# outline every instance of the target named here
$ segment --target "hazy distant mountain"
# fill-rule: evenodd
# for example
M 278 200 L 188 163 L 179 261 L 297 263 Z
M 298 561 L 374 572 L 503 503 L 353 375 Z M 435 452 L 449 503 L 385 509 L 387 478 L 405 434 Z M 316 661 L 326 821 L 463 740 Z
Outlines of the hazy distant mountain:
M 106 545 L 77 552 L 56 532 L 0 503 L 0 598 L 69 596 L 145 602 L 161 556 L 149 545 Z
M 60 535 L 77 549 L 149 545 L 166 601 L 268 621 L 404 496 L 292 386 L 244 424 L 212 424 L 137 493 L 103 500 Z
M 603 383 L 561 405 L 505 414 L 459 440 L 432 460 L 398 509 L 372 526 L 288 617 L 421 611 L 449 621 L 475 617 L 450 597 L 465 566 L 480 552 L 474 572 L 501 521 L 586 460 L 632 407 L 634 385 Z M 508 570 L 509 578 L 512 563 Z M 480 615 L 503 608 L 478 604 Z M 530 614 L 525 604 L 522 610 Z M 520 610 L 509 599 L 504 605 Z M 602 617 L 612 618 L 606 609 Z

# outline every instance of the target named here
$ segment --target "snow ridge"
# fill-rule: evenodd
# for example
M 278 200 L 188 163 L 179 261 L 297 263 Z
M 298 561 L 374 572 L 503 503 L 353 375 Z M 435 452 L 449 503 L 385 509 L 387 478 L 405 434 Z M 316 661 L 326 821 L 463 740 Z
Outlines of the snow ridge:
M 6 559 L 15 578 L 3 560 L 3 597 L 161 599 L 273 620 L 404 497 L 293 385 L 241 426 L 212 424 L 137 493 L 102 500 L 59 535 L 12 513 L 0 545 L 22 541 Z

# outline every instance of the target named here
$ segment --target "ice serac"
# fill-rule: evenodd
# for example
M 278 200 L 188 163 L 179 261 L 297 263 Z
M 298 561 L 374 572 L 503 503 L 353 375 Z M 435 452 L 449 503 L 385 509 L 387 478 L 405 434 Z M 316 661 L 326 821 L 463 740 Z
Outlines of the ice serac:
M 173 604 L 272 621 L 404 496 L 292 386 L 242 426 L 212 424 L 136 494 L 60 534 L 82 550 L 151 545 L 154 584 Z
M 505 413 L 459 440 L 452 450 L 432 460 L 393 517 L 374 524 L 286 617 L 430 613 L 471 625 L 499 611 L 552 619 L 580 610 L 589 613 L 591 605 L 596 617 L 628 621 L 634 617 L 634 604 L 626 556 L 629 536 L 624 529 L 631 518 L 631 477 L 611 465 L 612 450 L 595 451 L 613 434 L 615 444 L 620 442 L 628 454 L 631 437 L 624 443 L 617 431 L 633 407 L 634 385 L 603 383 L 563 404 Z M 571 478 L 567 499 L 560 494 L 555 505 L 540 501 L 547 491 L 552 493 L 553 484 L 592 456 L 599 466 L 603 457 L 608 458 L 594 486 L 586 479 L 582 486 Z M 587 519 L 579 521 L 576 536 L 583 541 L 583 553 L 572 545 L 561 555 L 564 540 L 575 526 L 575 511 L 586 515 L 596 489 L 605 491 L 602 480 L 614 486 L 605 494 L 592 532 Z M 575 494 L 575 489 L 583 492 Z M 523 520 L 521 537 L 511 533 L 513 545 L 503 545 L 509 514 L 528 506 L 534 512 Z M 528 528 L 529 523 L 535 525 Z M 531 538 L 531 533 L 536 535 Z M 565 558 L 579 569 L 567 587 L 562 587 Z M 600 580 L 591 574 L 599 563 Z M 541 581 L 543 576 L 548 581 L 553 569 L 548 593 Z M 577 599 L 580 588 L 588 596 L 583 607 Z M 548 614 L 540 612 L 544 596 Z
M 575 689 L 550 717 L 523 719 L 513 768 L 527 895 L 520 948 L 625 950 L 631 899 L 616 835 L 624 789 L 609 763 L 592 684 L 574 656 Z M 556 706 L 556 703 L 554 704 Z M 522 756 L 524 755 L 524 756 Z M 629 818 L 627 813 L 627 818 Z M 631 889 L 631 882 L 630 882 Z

__________________________________________________

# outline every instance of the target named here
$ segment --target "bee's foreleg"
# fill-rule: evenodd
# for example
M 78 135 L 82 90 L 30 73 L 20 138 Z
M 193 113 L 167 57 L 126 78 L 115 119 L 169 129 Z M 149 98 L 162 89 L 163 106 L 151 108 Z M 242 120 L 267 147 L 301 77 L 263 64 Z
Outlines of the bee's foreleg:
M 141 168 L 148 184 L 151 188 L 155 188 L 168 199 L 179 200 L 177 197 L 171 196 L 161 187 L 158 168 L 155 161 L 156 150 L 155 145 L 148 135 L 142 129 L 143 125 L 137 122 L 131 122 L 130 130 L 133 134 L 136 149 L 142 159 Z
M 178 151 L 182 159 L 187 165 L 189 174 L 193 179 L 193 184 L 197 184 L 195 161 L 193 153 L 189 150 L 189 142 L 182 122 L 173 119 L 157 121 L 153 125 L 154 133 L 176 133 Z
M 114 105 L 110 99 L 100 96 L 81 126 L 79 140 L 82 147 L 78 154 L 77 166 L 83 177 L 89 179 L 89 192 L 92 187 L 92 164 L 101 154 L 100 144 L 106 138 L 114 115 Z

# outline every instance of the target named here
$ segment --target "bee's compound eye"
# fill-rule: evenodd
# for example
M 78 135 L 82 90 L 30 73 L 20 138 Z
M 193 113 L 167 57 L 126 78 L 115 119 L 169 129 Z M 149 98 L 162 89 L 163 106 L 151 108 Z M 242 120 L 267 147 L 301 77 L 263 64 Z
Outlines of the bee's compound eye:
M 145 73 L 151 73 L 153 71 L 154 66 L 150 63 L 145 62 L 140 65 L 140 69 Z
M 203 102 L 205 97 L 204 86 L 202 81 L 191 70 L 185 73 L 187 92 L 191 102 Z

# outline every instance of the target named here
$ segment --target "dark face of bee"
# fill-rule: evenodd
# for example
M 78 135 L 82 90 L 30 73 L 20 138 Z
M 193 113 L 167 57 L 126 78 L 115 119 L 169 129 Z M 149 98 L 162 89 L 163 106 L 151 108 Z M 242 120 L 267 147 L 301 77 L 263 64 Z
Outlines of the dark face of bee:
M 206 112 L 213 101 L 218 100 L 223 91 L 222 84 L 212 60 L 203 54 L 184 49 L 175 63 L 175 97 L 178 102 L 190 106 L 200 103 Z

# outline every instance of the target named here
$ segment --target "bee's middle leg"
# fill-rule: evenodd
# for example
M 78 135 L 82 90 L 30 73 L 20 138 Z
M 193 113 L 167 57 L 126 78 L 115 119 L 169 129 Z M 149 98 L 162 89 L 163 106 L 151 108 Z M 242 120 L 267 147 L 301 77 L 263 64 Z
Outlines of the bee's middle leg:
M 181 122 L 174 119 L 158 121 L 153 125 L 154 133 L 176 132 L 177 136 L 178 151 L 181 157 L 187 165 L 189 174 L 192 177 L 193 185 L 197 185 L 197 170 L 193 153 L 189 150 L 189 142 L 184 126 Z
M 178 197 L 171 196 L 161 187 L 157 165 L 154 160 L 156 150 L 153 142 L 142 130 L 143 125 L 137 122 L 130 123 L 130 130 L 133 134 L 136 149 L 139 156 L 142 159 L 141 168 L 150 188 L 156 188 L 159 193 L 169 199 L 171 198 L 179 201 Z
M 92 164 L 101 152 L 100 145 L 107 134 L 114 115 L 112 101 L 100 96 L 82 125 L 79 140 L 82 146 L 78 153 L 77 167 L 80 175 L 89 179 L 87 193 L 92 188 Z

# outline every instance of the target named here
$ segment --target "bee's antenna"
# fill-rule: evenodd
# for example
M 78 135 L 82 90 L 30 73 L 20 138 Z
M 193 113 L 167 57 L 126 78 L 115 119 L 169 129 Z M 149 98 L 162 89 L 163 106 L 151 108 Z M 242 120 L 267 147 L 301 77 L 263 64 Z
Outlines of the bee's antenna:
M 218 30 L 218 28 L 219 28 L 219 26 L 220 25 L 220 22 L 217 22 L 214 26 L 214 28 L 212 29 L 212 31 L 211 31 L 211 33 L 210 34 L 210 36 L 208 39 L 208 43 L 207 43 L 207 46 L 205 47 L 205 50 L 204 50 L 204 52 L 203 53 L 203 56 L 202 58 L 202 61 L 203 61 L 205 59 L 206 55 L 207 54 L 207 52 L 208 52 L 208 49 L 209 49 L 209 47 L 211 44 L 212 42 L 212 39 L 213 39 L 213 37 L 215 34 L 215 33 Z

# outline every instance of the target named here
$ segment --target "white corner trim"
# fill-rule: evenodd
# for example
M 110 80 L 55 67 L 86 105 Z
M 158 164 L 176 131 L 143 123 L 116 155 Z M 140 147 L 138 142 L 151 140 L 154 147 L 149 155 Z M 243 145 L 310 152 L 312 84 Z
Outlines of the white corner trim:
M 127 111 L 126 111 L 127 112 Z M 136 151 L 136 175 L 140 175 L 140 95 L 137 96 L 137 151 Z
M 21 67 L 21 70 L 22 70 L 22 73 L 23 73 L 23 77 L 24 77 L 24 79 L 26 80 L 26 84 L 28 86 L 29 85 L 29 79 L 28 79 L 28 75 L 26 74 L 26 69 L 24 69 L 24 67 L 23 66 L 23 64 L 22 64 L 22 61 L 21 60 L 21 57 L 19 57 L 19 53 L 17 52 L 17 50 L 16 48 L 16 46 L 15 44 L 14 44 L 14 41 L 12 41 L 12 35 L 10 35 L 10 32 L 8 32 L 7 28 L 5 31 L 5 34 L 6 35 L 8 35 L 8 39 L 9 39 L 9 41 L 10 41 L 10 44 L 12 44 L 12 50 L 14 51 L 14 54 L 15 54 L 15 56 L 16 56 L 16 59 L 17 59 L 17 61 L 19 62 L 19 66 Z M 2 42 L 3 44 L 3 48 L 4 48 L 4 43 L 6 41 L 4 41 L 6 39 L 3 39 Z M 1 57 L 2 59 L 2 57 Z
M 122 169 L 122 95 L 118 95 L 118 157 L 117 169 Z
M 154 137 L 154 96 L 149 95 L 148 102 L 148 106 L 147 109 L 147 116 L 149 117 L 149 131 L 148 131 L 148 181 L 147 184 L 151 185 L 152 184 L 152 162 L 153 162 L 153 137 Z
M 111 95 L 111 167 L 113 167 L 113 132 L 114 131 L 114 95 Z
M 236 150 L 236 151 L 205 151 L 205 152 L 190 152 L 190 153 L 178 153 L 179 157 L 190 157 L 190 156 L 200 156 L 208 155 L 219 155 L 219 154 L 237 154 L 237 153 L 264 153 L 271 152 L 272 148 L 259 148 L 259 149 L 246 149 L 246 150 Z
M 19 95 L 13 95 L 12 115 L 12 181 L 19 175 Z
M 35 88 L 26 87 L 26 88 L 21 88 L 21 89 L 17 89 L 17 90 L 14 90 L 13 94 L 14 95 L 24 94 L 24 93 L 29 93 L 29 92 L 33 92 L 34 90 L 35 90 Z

__________________________________________________

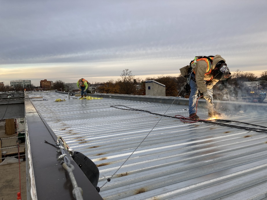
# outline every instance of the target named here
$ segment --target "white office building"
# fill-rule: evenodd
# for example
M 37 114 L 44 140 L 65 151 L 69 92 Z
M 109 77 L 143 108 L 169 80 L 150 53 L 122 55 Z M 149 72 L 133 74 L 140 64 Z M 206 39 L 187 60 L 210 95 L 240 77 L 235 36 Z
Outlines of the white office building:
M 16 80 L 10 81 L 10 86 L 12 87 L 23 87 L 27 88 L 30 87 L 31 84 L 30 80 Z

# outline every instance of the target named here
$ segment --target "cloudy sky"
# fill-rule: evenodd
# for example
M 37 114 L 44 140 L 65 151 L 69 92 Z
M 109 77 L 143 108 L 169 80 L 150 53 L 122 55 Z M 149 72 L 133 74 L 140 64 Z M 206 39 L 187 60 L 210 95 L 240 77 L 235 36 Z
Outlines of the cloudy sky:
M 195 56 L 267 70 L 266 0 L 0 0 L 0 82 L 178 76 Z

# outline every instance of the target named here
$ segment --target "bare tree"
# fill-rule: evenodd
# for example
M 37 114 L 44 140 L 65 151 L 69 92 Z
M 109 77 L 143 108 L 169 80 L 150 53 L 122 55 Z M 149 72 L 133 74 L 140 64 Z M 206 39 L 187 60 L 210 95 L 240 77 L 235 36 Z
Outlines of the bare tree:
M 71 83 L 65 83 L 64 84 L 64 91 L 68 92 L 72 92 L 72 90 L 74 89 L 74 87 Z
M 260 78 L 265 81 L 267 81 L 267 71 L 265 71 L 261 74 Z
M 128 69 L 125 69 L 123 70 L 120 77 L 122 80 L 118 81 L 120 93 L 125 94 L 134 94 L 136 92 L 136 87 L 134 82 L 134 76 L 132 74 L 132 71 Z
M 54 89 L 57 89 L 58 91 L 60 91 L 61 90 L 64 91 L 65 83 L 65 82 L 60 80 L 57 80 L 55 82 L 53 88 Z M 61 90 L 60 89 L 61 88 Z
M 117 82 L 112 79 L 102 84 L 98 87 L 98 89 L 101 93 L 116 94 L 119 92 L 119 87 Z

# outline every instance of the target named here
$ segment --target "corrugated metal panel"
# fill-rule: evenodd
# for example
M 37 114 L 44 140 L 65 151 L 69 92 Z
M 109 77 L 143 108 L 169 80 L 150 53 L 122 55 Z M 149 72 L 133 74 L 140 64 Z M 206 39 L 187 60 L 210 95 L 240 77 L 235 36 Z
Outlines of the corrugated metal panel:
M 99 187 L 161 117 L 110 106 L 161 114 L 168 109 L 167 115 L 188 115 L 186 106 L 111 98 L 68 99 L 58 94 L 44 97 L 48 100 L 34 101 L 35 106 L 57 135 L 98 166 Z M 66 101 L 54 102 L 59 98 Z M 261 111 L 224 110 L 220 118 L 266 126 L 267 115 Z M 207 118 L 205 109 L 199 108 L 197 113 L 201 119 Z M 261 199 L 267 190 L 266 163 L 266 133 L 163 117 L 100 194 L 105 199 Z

__________________________________________________

Task directions:
Pick out each line above that contains the word "office" and copy it in full. Case counts.

Solution below:
$ segment --target "white office building"
Outlines of the white office building:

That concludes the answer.